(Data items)
____

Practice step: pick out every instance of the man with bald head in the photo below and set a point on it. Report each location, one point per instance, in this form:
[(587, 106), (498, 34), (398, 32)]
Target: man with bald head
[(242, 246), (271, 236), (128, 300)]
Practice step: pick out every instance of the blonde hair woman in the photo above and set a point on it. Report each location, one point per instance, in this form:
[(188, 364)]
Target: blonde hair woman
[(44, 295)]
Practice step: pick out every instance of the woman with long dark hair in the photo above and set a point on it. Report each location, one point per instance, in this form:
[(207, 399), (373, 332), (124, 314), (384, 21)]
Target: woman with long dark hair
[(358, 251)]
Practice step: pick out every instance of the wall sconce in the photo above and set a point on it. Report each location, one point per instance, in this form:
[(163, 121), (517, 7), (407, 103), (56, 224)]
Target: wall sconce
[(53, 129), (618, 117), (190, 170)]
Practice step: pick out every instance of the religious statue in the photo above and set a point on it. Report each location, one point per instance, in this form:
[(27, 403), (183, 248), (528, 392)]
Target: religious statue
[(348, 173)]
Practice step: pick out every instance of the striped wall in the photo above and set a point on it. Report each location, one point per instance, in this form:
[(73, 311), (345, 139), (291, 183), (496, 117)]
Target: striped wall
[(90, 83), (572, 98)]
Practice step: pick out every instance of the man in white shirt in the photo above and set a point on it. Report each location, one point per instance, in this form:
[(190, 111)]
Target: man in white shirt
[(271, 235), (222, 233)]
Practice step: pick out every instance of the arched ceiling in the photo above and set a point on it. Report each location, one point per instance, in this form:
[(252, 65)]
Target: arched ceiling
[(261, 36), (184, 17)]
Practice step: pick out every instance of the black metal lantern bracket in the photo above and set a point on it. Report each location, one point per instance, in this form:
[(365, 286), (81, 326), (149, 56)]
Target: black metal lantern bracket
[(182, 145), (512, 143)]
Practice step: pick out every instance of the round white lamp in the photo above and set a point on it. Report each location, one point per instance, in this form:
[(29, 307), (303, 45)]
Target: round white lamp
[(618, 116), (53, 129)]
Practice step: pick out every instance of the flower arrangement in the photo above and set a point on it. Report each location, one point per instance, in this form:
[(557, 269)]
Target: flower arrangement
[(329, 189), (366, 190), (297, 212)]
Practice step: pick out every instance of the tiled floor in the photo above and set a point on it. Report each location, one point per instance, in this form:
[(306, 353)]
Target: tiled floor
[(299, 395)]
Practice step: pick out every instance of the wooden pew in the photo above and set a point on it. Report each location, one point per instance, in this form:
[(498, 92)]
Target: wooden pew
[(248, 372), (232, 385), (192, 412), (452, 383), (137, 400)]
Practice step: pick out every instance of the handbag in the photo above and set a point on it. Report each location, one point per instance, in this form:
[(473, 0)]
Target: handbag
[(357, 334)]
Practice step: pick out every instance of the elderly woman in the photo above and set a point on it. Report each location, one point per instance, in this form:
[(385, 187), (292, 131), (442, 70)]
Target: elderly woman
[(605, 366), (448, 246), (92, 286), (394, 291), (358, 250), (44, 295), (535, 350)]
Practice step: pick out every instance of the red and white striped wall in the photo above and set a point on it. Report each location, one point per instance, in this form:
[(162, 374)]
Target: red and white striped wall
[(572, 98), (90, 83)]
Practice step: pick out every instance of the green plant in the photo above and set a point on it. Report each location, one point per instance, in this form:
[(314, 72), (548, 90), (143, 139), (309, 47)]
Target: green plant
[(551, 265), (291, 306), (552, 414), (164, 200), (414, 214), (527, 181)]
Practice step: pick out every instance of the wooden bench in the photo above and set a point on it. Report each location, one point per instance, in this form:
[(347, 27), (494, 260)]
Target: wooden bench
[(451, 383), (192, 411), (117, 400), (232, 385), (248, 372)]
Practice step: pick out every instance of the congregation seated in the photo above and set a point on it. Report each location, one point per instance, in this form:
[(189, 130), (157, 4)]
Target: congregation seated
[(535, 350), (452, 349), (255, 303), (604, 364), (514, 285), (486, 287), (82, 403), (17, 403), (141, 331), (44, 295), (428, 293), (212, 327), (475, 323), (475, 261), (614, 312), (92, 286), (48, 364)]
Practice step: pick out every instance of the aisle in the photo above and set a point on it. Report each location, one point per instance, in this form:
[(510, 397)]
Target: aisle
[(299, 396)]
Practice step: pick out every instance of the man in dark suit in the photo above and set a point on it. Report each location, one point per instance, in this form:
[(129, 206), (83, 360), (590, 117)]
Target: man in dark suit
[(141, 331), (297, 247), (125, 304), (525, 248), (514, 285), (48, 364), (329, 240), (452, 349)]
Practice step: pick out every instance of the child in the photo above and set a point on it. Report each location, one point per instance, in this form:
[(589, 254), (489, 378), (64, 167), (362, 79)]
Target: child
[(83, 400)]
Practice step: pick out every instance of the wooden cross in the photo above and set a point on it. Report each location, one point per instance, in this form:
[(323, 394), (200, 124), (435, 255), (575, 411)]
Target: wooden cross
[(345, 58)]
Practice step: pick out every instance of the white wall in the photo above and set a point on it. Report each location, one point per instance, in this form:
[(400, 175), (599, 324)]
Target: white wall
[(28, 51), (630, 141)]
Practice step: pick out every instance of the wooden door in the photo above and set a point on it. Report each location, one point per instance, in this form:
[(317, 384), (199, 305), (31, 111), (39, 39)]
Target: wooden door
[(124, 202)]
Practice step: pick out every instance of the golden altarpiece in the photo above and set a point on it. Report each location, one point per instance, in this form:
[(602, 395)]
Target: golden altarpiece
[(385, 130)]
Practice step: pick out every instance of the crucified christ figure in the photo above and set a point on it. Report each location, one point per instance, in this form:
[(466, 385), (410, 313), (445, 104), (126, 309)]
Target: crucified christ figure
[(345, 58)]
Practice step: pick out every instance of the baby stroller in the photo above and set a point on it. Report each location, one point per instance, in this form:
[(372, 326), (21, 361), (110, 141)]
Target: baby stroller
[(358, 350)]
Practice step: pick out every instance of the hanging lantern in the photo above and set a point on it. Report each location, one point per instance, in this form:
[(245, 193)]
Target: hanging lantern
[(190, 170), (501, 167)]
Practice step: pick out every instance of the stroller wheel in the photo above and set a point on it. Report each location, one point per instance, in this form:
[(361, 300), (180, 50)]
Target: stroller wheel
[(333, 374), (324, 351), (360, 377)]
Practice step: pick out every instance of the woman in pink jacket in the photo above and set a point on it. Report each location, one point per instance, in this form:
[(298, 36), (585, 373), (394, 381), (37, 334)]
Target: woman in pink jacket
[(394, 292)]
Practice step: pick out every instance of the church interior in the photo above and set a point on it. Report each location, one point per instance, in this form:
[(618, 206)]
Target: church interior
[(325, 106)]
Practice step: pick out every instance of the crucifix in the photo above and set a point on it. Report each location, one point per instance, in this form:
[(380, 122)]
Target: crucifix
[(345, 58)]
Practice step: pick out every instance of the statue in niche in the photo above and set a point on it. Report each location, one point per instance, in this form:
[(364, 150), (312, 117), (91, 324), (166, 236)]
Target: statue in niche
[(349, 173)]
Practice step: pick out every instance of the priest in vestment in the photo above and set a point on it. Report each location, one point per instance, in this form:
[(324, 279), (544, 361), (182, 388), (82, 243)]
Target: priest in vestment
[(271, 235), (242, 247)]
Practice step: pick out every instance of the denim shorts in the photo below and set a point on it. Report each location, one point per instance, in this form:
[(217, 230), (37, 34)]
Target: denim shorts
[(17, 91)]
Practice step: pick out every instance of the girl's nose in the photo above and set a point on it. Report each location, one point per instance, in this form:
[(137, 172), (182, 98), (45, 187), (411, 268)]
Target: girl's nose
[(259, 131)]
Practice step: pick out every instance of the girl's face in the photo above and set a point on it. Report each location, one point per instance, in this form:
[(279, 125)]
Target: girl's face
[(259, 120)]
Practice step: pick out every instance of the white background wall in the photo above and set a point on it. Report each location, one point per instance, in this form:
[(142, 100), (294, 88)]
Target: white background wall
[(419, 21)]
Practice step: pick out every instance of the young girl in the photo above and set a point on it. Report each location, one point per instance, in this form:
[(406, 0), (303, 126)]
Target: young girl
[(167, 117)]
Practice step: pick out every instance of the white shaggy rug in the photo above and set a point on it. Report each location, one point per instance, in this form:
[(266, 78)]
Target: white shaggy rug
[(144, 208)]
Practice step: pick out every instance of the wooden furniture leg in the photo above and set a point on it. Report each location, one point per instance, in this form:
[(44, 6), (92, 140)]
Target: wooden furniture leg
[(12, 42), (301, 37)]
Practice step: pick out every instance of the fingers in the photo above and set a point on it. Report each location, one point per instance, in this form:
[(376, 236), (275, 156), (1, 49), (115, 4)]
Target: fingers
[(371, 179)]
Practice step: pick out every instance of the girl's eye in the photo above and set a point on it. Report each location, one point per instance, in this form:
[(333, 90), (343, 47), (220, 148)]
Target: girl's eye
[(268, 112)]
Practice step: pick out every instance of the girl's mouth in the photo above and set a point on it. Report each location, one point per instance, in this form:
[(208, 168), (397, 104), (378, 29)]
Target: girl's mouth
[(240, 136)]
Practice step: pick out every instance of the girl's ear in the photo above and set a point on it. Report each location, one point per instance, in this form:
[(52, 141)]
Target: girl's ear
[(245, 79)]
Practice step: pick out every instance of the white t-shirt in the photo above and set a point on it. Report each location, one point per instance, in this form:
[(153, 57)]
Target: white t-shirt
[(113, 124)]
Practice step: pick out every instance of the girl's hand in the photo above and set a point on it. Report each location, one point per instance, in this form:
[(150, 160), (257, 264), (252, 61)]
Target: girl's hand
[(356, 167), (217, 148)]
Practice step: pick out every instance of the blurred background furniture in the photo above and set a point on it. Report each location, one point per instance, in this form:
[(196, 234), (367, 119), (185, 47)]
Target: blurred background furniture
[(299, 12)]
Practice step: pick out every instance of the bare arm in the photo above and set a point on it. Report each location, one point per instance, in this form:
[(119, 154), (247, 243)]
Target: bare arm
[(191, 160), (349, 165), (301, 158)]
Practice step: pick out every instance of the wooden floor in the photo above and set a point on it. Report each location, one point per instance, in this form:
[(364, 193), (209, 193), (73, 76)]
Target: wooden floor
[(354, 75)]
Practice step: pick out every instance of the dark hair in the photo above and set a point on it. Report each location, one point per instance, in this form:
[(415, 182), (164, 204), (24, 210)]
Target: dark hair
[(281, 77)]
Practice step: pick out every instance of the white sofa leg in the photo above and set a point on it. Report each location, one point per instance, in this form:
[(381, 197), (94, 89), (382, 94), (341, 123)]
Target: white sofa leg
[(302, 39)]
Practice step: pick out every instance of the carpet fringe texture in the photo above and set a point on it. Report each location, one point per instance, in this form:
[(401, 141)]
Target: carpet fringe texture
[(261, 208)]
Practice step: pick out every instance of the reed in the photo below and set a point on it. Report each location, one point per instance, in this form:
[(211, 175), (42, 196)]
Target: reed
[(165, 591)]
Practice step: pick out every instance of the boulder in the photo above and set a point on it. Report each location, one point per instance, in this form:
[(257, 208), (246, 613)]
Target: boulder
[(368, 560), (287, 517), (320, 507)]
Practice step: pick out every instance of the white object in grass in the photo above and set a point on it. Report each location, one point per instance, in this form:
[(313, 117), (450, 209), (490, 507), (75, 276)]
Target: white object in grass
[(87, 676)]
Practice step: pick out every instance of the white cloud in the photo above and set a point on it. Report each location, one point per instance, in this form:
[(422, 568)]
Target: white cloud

____

About this exercise ▸
Tell how many lines in the entries above include the string "cloud", and write nothing but the number.

Written solution ▸
2